Reproduce only the part of the material below that opens with the line containing "every eagle's outstretched" and closes with the line containing "[49,41,193,159]", copying both of those lines and everything between them word for word.

==== EXCERPTED RECORDS ====

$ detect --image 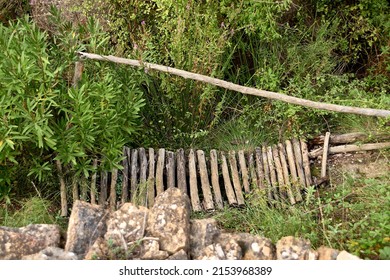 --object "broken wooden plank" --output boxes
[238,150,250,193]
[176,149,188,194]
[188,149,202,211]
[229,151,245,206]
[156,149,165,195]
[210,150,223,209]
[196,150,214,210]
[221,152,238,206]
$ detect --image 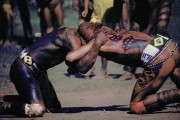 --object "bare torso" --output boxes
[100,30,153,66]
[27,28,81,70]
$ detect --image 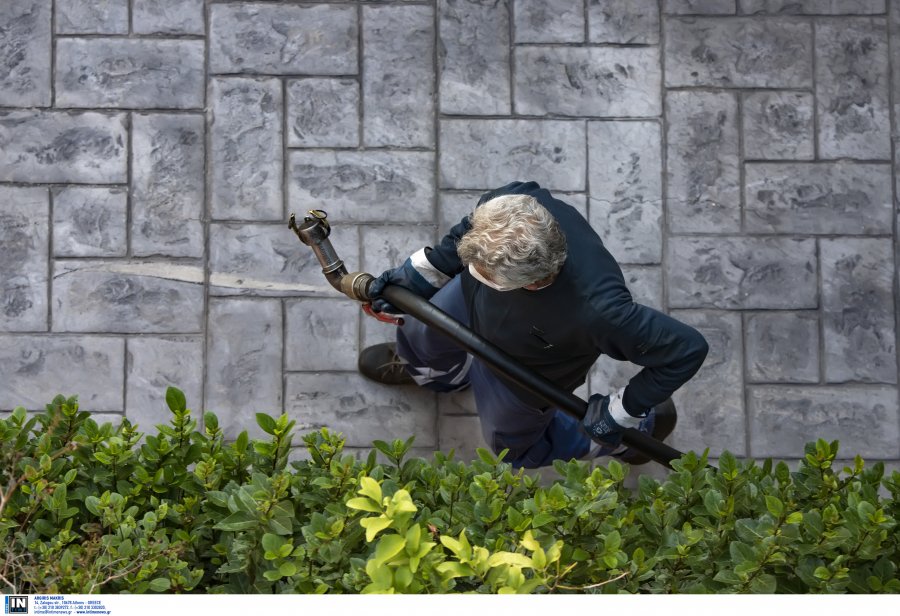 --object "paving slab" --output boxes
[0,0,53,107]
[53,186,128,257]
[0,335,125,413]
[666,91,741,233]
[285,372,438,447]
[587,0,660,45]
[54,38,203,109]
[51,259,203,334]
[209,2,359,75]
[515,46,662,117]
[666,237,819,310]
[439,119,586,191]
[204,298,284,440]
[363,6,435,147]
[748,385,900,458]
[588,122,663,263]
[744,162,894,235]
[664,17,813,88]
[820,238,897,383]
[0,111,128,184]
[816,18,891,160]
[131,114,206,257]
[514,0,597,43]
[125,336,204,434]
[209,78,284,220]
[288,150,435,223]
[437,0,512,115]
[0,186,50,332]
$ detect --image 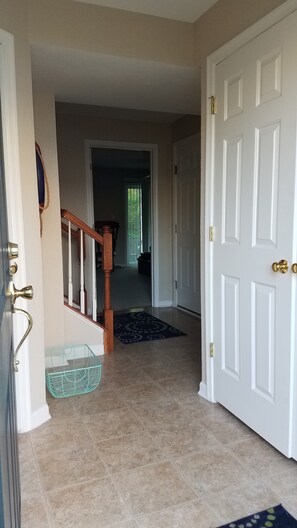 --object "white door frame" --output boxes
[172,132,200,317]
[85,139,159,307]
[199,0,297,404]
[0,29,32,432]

====
==== EXCERPTED RECORDS ====

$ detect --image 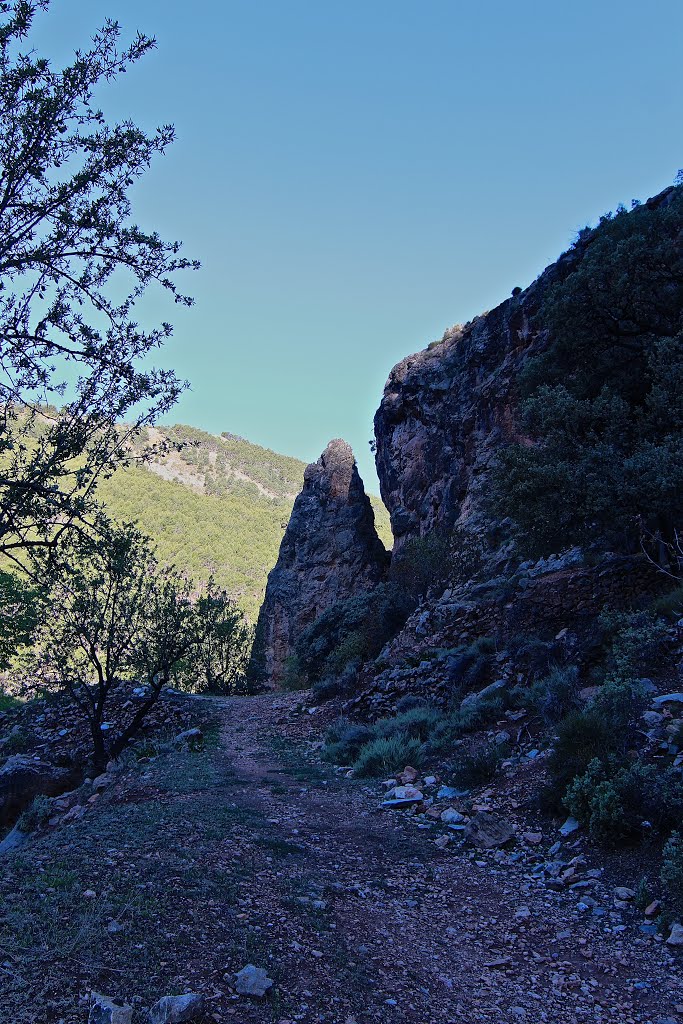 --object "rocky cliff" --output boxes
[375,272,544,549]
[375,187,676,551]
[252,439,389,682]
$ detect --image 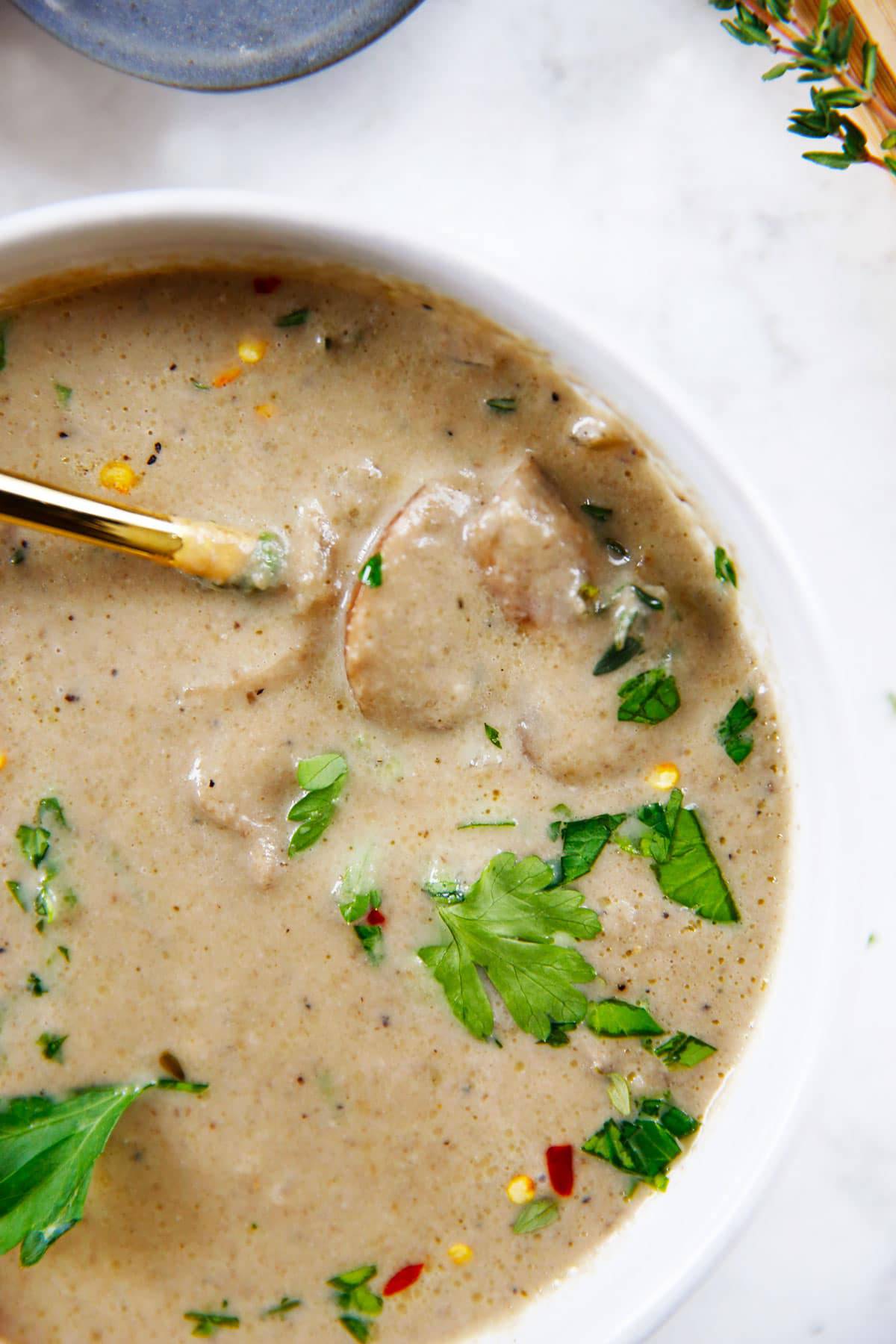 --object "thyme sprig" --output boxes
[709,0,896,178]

====
==== EXCERPTED RECORDS ====

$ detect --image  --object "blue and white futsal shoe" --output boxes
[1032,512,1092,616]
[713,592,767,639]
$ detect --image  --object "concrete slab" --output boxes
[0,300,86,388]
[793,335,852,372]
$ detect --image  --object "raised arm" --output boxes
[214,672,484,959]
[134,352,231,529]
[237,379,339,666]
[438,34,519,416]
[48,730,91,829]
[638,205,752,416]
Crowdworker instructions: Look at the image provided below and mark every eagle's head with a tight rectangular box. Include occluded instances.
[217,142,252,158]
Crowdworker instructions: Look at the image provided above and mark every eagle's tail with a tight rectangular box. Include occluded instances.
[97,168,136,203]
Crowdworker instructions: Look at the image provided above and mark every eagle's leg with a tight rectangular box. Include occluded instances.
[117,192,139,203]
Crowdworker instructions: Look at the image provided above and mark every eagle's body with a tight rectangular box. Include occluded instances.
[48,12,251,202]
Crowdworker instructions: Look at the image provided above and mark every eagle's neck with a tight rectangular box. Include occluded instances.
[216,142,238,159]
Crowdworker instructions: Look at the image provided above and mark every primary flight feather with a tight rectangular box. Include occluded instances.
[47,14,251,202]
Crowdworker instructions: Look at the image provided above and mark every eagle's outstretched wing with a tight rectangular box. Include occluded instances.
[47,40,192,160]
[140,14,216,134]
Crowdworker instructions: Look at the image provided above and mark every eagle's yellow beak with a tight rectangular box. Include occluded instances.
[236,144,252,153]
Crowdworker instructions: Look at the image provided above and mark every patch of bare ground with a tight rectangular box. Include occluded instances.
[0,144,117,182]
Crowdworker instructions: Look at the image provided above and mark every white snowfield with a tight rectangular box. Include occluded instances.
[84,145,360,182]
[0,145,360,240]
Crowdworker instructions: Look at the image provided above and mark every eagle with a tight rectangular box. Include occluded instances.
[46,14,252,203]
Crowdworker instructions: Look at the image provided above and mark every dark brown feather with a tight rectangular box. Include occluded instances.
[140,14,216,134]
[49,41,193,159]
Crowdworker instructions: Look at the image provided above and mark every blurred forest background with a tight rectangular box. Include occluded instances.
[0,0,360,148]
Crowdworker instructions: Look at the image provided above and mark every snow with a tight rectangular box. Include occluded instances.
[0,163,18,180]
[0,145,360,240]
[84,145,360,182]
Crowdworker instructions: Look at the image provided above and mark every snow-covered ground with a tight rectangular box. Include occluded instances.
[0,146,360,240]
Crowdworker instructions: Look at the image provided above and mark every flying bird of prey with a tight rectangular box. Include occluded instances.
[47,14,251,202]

====

REPLY TO THE TASK:
Crowdworker instructions: Look at the image provided above and mark every eagle's outstretched wing with a tight rectangular box. Include occluded instances.
[47,40,192,160]
[140,14,216,134]
Crowdworker instructions: Look at the image provided above and mark every eagle's yellow beak with a tight rectangular box. Include occluded instances.
[236,144,252,153]
Crowdworker instructions: Look at the image provided above and mark every patch of bare ground with a tight rectangular box. Include occluded instances.
[0,144,117,182]
Crowdworker instructions: Look at the image provided above and mark every white snowfield with a tight rectangular box. Include occluded instances.
[84,145,360,182]
[0,145,360,240]
Crowdworker instructions: Look at the image provided above and mark every eagle with a tight rectangular box. Include occluded instances.
[46,14,252,203]
Crowdworker instructions: Look at the image provided above and mark every dark brown feather with a tight rectangular box. Include occluded instances.
[140,14,216,134]
[49,41,193,159]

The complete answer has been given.